Problem to work on: Look below for the line with "Exercise. Spot the window". Extract that line and each one after it through the last, word for word.

*** The data ***

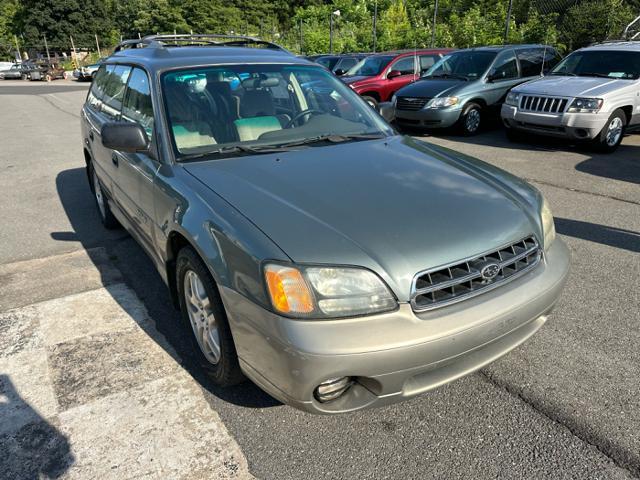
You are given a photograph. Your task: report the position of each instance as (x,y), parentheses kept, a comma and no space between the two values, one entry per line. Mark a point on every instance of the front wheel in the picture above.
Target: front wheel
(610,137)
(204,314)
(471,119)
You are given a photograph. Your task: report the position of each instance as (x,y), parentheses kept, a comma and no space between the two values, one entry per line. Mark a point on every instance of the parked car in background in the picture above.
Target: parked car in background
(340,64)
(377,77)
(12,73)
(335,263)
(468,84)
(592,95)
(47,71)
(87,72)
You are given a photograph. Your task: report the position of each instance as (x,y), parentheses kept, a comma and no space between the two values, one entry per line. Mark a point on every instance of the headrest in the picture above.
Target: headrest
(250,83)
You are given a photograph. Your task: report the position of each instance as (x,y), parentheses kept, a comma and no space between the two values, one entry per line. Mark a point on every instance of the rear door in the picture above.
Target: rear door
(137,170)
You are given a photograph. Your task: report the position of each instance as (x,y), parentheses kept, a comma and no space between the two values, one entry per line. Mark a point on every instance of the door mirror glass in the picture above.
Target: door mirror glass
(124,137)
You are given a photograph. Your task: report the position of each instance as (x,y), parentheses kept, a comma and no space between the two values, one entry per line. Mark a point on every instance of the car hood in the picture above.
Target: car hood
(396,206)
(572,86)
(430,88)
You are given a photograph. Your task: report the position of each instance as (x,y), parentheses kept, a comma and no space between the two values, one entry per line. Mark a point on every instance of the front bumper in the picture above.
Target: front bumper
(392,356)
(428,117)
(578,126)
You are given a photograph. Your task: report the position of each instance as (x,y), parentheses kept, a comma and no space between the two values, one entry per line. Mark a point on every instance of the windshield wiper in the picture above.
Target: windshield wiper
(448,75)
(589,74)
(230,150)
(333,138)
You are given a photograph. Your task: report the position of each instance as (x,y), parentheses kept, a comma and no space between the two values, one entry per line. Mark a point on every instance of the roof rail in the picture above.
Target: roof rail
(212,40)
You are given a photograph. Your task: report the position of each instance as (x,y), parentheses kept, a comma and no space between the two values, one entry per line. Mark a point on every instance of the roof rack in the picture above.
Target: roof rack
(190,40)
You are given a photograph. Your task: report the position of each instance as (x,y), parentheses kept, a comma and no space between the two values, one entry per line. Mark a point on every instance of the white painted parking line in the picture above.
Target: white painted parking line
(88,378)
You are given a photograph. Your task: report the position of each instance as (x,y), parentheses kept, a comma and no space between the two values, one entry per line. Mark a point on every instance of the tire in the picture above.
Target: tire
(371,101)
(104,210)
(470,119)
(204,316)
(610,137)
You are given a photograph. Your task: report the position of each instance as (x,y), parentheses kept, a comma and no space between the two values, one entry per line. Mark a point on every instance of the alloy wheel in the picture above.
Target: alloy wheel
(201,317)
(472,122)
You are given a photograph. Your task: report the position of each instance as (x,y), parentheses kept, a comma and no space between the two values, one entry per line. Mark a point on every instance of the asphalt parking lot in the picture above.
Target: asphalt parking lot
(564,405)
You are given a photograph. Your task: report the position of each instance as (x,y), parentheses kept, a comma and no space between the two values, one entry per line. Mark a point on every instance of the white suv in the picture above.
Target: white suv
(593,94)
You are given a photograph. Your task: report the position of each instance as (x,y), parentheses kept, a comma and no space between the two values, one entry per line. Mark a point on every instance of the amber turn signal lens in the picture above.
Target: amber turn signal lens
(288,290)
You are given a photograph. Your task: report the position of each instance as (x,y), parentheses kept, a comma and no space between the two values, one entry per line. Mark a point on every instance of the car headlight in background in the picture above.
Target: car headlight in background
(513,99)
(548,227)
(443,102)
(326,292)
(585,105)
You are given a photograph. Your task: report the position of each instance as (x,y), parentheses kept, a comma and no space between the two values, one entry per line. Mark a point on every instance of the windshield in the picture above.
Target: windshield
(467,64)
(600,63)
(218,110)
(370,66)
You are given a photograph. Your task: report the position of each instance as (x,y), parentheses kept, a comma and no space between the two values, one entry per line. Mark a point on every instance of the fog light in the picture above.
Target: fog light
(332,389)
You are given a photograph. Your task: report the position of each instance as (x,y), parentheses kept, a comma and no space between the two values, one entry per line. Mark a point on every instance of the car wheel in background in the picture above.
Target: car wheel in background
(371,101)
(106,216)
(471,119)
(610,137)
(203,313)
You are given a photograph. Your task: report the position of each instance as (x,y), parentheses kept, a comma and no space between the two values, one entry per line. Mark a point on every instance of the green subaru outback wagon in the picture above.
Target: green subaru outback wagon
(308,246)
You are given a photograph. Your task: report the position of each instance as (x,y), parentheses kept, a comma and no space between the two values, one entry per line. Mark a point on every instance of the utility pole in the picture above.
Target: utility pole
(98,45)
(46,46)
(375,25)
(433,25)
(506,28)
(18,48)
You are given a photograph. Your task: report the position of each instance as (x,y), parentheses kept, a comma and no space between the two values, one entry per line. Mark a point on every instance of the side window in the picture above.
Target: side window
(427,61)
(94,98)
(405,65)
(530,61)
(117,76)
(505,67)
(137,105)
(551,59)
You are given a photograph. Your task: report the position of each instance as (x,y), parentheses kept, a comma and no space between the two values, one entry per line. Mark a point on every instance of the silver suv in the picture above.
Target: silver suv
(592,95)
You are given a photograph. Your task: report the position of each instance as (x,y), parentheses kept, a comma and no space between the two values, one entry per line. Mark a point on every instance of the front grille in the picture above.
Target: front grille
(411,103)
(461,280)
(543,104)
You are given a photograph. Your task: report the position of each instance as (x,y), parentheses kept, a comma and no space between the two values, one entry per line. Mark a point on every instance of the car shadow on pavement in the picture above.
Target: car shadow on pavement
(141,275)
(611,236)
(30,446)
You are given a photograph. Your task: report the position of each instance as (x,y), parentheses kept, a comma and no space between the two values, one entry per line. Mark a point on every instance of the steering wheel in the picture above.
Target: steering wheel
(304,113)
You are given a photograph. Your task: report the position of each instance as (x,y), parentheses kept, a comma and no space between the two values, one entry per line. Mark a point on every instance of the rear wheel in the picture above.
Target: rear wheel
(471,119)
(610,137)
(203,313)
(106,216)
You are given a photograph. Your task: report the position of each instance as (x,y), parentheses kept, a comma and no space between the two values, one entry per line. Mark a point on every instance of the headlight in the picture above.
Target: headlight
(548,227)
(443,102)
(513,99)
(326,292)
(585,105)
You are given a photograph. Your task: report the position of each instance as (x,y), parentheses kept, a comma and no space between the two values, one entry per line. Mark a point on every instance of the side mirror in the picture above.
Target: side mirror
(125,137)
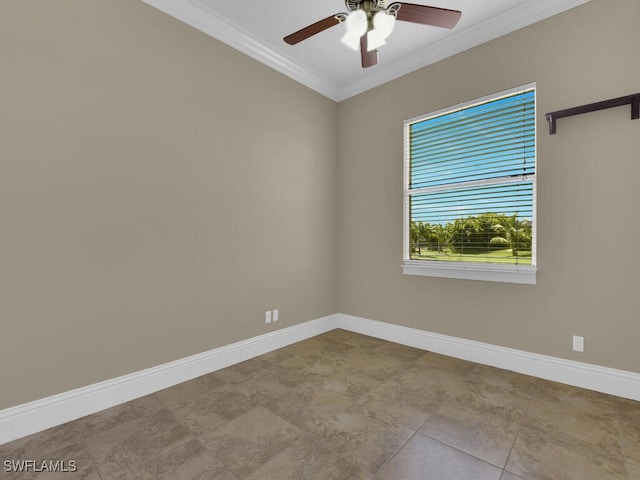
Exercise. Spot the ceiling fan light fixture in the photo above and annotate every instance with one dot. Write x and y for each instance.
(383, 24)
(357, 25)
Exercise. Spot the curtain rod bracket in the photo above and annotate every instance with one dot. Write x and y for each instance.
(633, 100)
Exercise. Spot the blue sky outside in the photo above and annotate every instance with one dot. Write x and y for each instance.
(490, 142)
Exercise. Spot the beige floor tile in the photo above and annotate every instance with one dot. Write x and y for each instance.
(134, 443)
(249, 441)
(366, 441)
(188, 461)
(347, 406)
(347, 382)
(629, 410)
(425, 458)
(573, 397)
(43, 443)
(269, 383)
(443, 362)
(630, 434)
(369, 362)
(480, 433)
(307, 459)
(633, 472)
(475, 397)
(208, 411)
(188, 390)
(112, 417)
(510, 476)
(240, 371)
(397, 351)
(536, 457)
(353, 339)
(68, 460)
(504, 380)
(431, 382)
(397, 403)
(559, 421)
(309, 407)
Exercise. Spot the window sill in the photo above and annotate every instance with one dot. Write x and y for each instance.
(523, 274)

***

Task output:
Exercise. Spot the window sill in the photo above and annotate every instance with one dot. Write x and y for each instance.
(523, 274)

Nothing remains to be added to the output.